* **SUPPLIED PASSAGE**:
· · · · · · ·

Files
seaweedfs/weed/mount/weedfs_write_buffer_evict.go
Chris Lu bdebd63f7c fix(mount): evict writable chunks when writeBufferSizeMB cap is reached (#9091)
* fix(mount): evict writable chunks when writeBufferSizeMB cap is reached

Reported on #8777: fio 4k randwrite with --nrfiles=1000 on a weed mount
hangs indefinitely after ~1 second of activity, volume server QPS
drops to zero, and the test never makes progress beyond a few hundred
writes. A scaled-down local repro (4 jobs x 250 nrfiles x 40 MiB with
-chunkSizeLimitMB=32 -writeBufferSizeMB=10240) reproduced the hang
exactly: fio stuck in fio_state=SETTING_UP, mount idle, all writer
goroutines parked in page_writer.(*WriteBufferAccountant).Reserve
with n=0x2000000 (32 MiB).

· · · · · · ·

* **EXERCISE DATA**:

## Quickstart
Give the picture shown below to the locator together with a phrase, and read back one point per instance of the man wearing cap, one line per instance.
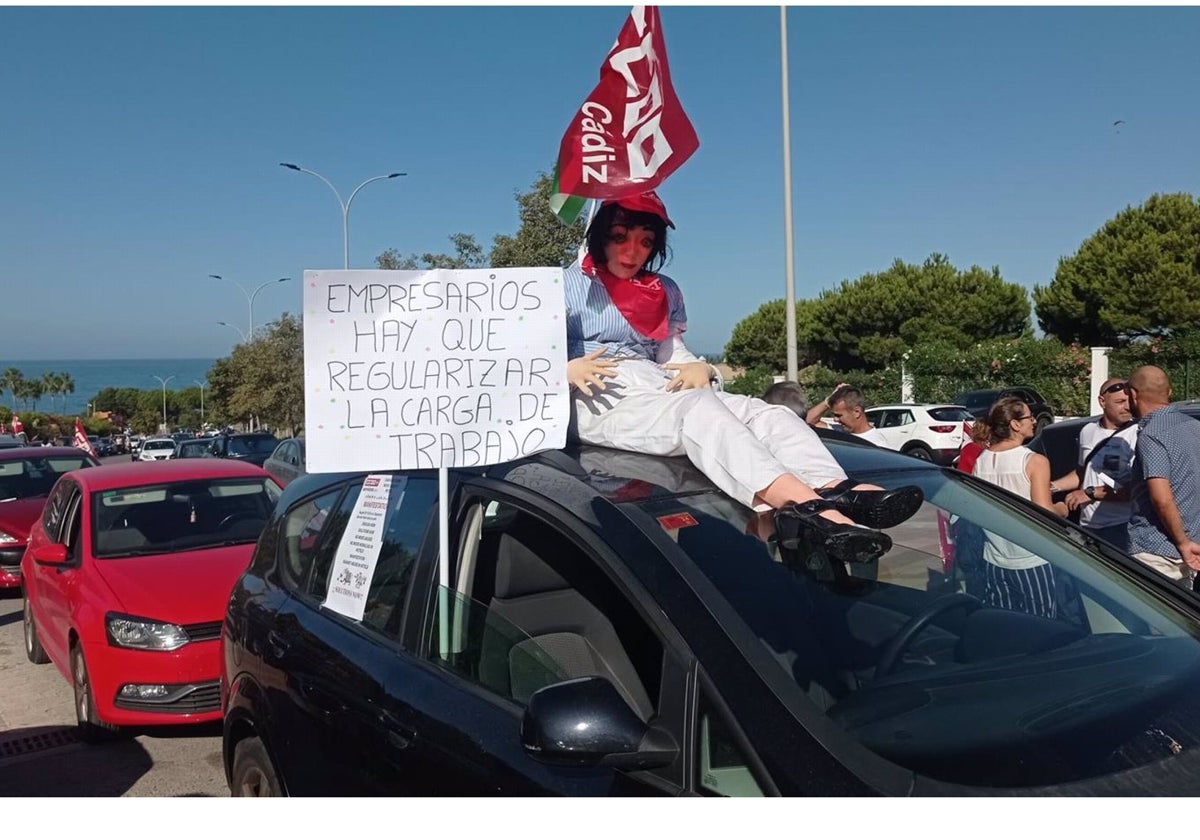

· · · · · · ·

Please extract everything in the commit message from "Reported on #8777: fio" down to "n=0x2000000 (32 MiB).". The data above comes from a separate source.

Reported on #8777: fio 4k randwrite with --nrfiles=1000 on a weed mount
hangs indefinitely after ~1 second of activity, volume server QPS
drops to zero, and the test never makes progress beyond a few hundred
writes. A scaled-down local repro (4 jobs x 250 nrfiles x 40 MiB with
-chunkSizeLimitMB=32 -writeBufferSizeMB=10240) reproduced the hang
exactly: fio stuck in fio_state=SETTING_UP, mount idle, all writer
goroutines parked in page_writer.(*WriteBufferAccountant).Reserve
with n=0x2000000 (32 MiB).